Given instruction:
Reproduce every line of the material below, leaving out the pictures.

Record extracts:
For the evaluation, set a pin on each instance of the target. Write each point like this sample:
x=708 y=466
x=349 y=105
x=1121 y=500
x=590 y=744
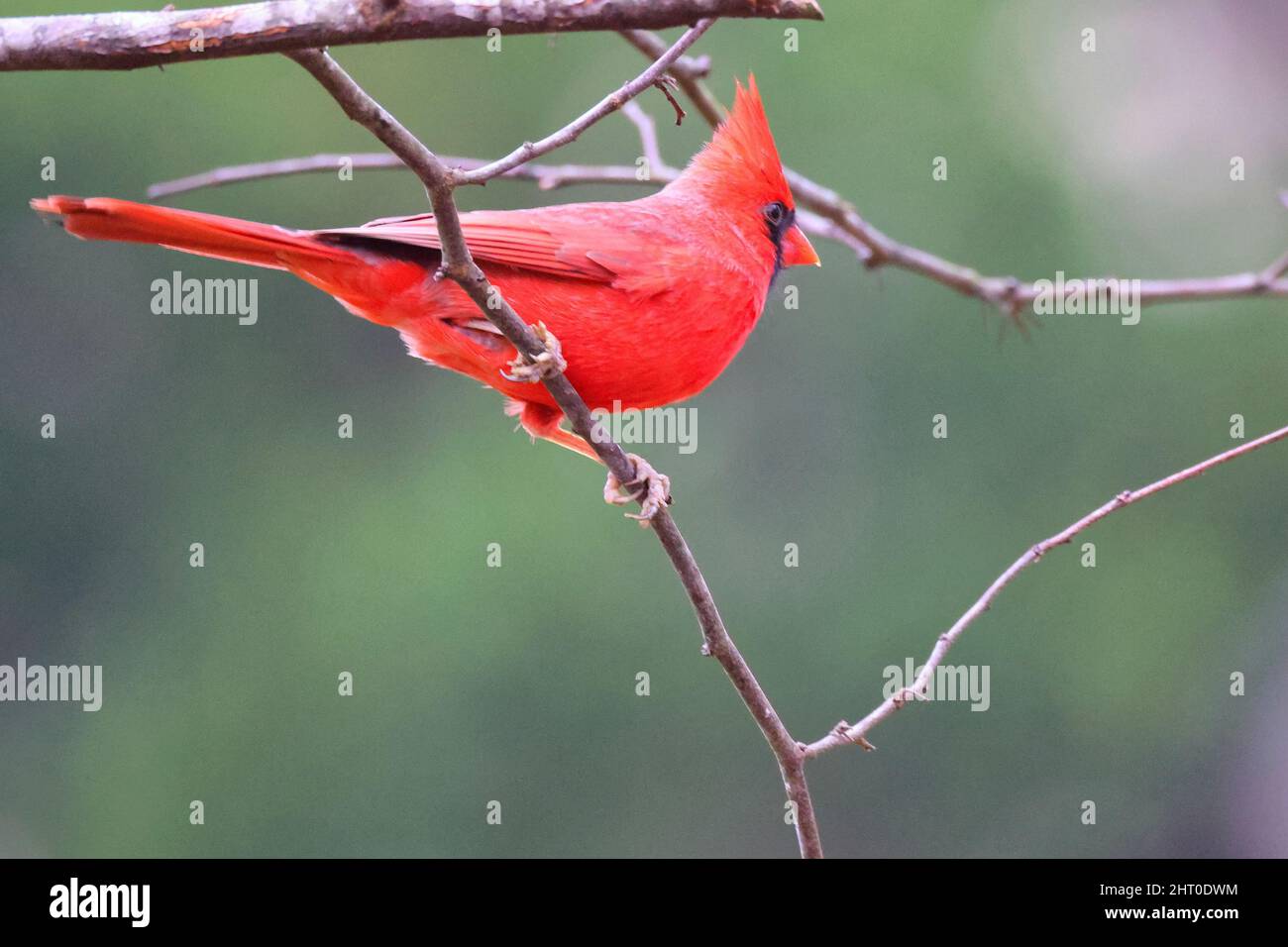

Task answer:
For the evaluation, set a pin on each instance of the target. Write each point like this sample:
x=708 y=466
x=349 y=105
x=1121 y=500
x=590 y=744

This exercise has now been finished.